• **Extracted text**
Segment Open
Friday, January 28, 2011

Life as a Needle Sticker



I think my body is rebelling against having a needle stuck into it every day. My belly seems to have started developing this little roll of self protective fat across the middle. Bodies are so clever, it knows that it is being subjected to hurt every day and is trying to protect the muscle and lean mass underneath. How clever. The body amazes me every day. I have experienced some other amazing protective reactions as a result of a lack of any intense exercise and daily needle stick injuries.....

1. The aforementioned protective roll
2. The lungs have developed a puffing capacity when trying to exercising too
hard. It kicks in quite early these days....just as well, it stops the
potential of pushing my leg too hard. Important to listen to the body's
warning signs ;-)
3. The legs themselves feel heavy when cycling (or walking) up a hill. Again,
what a marvellous way for the body to tell you enough is enough: 'whoa there,
your're risking injury if you make me tired, back off buddy, time for coffee'.
4. The sense of taste. Well chocolate must be good for healing. Nuff said.
5. And finally the head. It now tells me that an hour or 2 is enough. Instead
of heading out for a 4 hour bike ride and getting to about 3.5 before the
head says 'enough', it now happens round about the 1 hour mark. Perfectly aligned with a protective response for my little leg.

And so what can I do? My body obviously knows best right? I must be careful not to overdo it and to let the body heal to its own rhythmn and reason. Who am I to argue?

Happy training :-).

F
x

p.s. I haven't surrendered completely, I am up to 20 mins of running (1 x a week), plus another walk/run session, and I am still swimming and cycling albeit to a lower capacity......it will come.

Saturday, January 8, 2011

Well I never - It's 2011, there's been another Christmas, a New Year, and I've already passed another birthday (and up another age group!). The most remarkable thing? I am still alive and kicking and settling into my slightly revised activity level.

Now I wouldn't like to make light of it. I can't say that it's been a breeze in the last couple of months. My plan didn't really work out for the start of 2011 and the aftermath of my ITB operation certainly bashed me around a bit. My mind took a bashing the most I think and made me dive headlong into a bit of a black space. But, I had amazing support from my nearest and dearest, and I now have a plan.

You may wonder what that plan is, well firstly let me go a couple of steps back and put you firmly into the current picture........
Melbourne Cup - November 2010: a nervous flight to Melbourne, an excellent day at the races and a progressively worsening pain again in my right calf.
Brisbane - more pain, disturbed sleep, worsening frame of mind
Brisbane part II - A doctor's appointment to throw my hands up and say 'I don't know what to do'. An amazing doctor, who actually told me more than the surgeon had in the previous several months, about what to expect concerning my DVT, that I needed to go back on medication. That actually, there is hope!

So....wind forward a few more weeks and I'm back on daily injections for 6 months to treat the symptoms of the DVT, with regular contact with my GP. The injections may help to dissolve the clot, but in the meantime it will lessen the pain and discomfort and enable me to do a little more general fitness. The operation, well it is still not fully healed, goes a bit backward and forward, but is still moving forward. I feel stupid having to keep saying that when people ask. I'd love to be able to say 'yep I'm raring to go, it's all going great, thing are progressively moving forward'....rather than; 'well it's about the same, I tried to do more and it hurt again and I've had to take a few steps backwards again, but I'll get there eventually'.
Segment Closed
• **Provided data**
Segment Open
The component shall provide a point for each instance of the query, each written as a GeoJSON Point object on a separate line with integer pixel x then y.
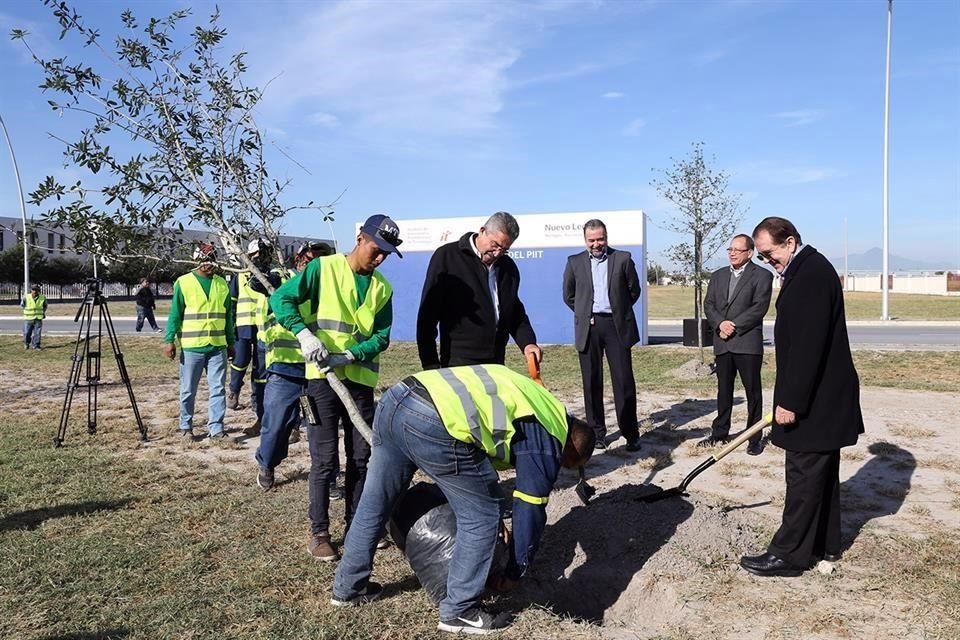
Segment Closed
• **Explore the material**
1. Say whether each statement agrees with the recovery blog. Answer yes or no, and quote the words of the text that decide it.
(a) The writer is up to 20 minutes of running twice a week.
(b) The daily injections are planned for 6 months.
(c) The Brisbane doctor told the writer less than the surgeon had.
2. Take the recovery blog further, starting after its last sentence.

• **Task-by-task answers**
1.
(a) No: "I am up to 20 mins of running (1 x a week)"
(b) Yes: "I'm back on daily injections for 6 months"
(c) No: "who actually told me more than the surgeon had in the previous several months"

2.
Right....almost up to date. Now a brief summary of my activities since seeing lovely Dr Lewindon:
- My calf became daily discomfort rather than pain
- My knee has blown up a couple of times
- I still do Ironman training with Emm (OK only for some of her swim sets!)
- I flew to Busselton to see Dave and my leg didn't get worse (interesting taking needles on the plane when they still give you plastic knives and forks....)
- I have been riding easy rides of up to 3 hours
- I have tried to do harder or longer rides and gone a couple of steps backwards
- I have done about 5 short 'walk/jogs'
- I have discovered ice is essential in helping control my knee flaring up
- I am back on sporadic painkillers when I over do it because my calf can't cope
- It is actually OK

And so, back to the major plan of 2011.......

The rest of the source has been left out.